→ **Text block**:
Introducing the Next Generation of Hunters — Part 1
By Jason Houser
Imagine if just one out of three hunters made the pledge to introduce a new person to our sport. The difference would be felt for generations to come. That is exactly what NSSF is working to accomplish with the +ONESM Movement.
Letsgohunting.org makes it easy for you to get involved. Start by taking the +ONE Pledge and inviting someone to join you for your next hunt. Of course, that doesn’t automatically make your mentee a hunter, so let’s talk about what it takes to make that happen.
After the Invitation
Continuing the tradition of hunting depends on the recruitment of new hunters, but recruitment is just half the battle. Once you’ve extended the invitation and it’s accepted, now the real work begins.
If it were not for my dad who passed down his love for hunting to me, I would have missed out on some very special times between a father and his young son. We started with squirrels, then upland birds and then eventually big game such as my favorite, white-tailed deer. I consider myself a fortunate man to have had my dad teach me about hunting when other kids my age were off playing in the backyard.
Certainly, the actual hunting was a big part of the whole experience, but Dad took care of the details, and that’s critical to successful mentoring. When mentoring, there is much a mentor needs to instill in a future hunter before that person ever picks up a firearm or bow and heads off to the woods. Things like gun safety, hunting ethics and dealing with the death of an animal are all things we as mentors and experienced hunters need to help new sportsmen and -women understand, especially if those new hunters are youths. Covering these details — presenting the wider picture of hunting — is even more critical when you consider that many people who want to get involved in hunting don’t have a father, grandfather, mother or aunt to teach them what they need to know. They don’t know anyone who hunts — and that’s where you come in.
None of us mentor someone so that person can have a one-time experience. We mentor because we want them to become a hunter for life. Getting to that requires imparting an understanding of the role hunters play in wildlife conservation. Explain where your license fees go, talk about why tags and bag limits are necessary, show them public hunting lands and non-hunting habitat that benefit from hunters.
There are many anti-hunting groups that are all too happy to tell your child how hunting is cruel to the “poor” animals. When you demonstrate the opposite, you help your mentee understand why hunting is not just a pastime but critical to healthy wildlife populations and habitats.
I firmly believe that every hunter just starting out, young or old, should successfully complete a hunter education course offered by their state’s wildlife agency. Not only is it required in most states to purchase a hunting license, those taking the courses learn valuable lessons that will stick with them for the rest of their lives.

→ **Job**:
Continue the article on mentoring new hunters, picking up after its final sentence. The items that come next have no connection to the text on mentoring new hunters.

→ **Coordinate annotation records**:
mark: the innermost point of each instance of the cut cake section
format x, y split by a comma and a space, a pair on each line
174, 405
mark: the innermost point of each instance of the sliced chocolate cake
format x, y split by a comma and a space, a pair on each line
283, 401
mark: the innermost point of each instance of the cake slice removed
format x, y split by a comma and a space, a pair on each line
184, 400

→ **Output below**:
Of course, not everyone who wants to try hunting is sure they’re going to stick with it. Thankfully, there are many states that have apprentice hunting license programs. These programs match mentors with those interested in hunting, but because the mentor stays with their charge throughout the entirety of their first experiences in the field, it is not required that the person being mentored first complete a hunter ed course. The approach is “try before you buy,” and it’s one many states are finding to be a success at improving hunter numbers. If you’re reading this, you’re already interested in being a mentor, and if your state offers an apprentice license program, you’ll have a natural entry point to introducing someone new to hunting.
Before the Firearm
Getting a person involved in a hunt before he or she carries a firearm afield is essential. I prefer to start off someone new with a hunt for small game — squirrels, rabbits, etc. — but waterfowl and upland bird hunts, especially those that involve dogs, can really spark excitement in someone new to hunting.
The emphasis on this pre-gun phase should be fun. Fun-fun-fun-fun-fun. Do not plan an all-day hunt, especially for children. Many children simply do not have the patience for an all-day hunt, and an all-day hunt where there’s little action quickly becomes tedious whether youth or adult. When you notice your mentee losing interest, call it a day.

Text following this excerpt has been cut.